_EXTRACT TO READ_.
This was useful to establish that large discriminator steps correlate with low IQ magnitude, but discriminator logging was later disabled from the active category list to reduce log spam.

### 4. Strong `dec`-IQ findings before demod
Additional metering in `streamer.go` showed:
- repeated `dec_iq_head_dip`
- repeated low magnitude near `min_idx ~= 25`
- repeated early large local phase step near `max_step_idx ~= 24`
- repeated `demod_boundary` and audible clicks shortly afterward

This is the strongest currently known mechanism in the chain.

### 5. Group delay observation
For the current pre-demod FIR:
- taps = `101`
- FIR group delay = `(101 - 1) / 2 = 50` input samples
- with `decim1 = 2`, this projects to about `25` output samples

This matches the repeatedly observed problematic `dec` indices (~24-25) remarkably well.
That strongly suggests the audible issue is connected to the FIR/decimation settling region at the beginning of the `dec` block.

### 6. Pre-FIR vs post-FIR comparison
A dedicated pre-FIR probe was added on `fullSnip` (the input to the pre-demod FIR) and compared against the existing `dec`-side probes.

Observed pattern:
- pre-FIR head probe usually looked relatively normal
- no equally strong or equally reproducible hot spot appeared there
- after FIR + decimation, the problematic dip/step repeatedly appeared near `dec` indices ~24-25

Interpretation:
- the strongest currently observed defect is **not already present in the same form before the FIR**
- it is much more likely to emerge in the FIR/decimation section (or its settling behavior) than in the raw pre-FIR input

### 7. Head-trim test results
A debug head-trim on `dec` was tested.
Subjective result:
- `trim=32` sounded best among the tested values (`16/32/48/64`)

_DATASET RECORDS_.

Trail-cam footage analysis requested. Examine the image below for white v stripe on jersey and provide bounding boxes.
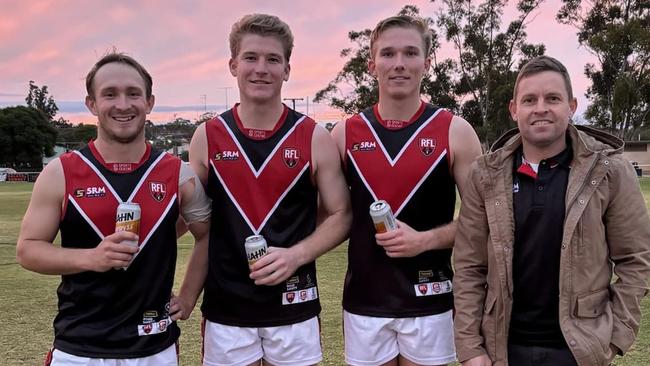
[126,152,167,202]
[210,159,309,235]
[348,150,379,201]
[359,108,444,166]
[132,193,176,261]
[217,116,306,178]
[74,150,123,203]
[348,149,447,216]
[395,149,447,216]
[68,194,104,240]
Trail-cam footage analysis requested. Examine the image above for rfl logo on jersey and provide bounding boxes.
[149,182,167,202]
[282,147,300,168]
[420,137,436,156]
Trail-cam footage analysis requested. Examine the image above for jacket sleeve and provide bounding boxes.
[604,159,650,353]
[454,161,488,362]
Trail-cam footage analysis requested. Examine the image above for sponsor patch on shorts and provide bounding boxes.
[413,280,452,296]
[282,286,318,305]
[138,317,172,337]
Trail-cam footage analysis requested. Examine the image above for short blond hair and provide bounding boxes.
[229,14,293,62]
[370,15,433,58]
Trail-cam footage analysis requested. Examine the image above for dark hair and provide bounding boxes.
[512,56,573,100]
[370,15,432,58]
[86,51,153,99]
[229,14,293,62]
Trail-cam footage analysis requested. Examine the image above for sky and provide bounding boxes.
[0,0,594,123]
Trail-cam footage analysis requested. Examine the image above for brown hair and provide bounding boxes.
[512,56,573,100]
[228,14,293,62]
[370,15,432,58]
[86,51,153,99]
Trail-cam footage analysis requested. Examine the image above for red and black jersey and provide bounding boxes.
[201,107,320,327]
[343,103,456,317]
[54,142,181,358]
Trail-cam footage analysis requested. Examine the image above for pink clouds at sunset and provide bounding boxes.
[0,0,592,123]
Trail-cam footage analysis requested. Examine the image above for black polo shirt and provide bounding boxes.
[509,141,573,347]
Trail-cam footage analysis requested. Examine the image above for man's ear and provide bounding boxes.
[86,95,97,116]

_SET TASK 1_. Based on the debugging notes, state whether each statement agrees with them, answering yes or no and quoting the deciding words exactly: (a) The pre-demod FIR uses 101 taps. (b) The pre-FIR head probe showed a hot spot as strong as the one seen on the `dec` side. (c) Of the head-trim values tested, 48 sounded best.
_SET TASK 2_. Transcribe the records from their beginning through the line holding "[138,317,172,337]", inclusive, leaving out the picture.

_FULL OUTPUT 1_.
(a) Yes: "taps = `101`"
(b) No: "no equally strong or equally reproducible hot spot appeared there"
(c) No: "`trim=32` sounded best among the tested values (`16/32/48/64`)"

_FULL OUTPUT 2_.
Trail-cam footage analysis requested. Examine the image below for white v stripe on jersey and provide bounding boxes.
[126,152,167,202]
[210,159,309,235]
[348,150,379,201]
[359,108,444,166]
[132,193,176,261]
[217,116,306,178]
[74,150,123,203]
[348,149,447,216]
[395,149,447,216]
[68,194,104,240]
Trail-cam footage analysis requested. Examine the image above for rfl logo on jersey and provide bounding boxes.
[149,182,167,202]
[282,147,300,168]
[420,137,436,156]
Trail-cam footage analysis requested. Examine the image above for jacket sleeve and provide bounding boxes.
[604,159,650,353]
[454,161,488,362]
Trail-cam footage analysis requested. Examine the image above for sponsor patch on shorts and provide bounding boxes.
[413,280,452,296]
[282,286,318,305]
[138,317,172,337]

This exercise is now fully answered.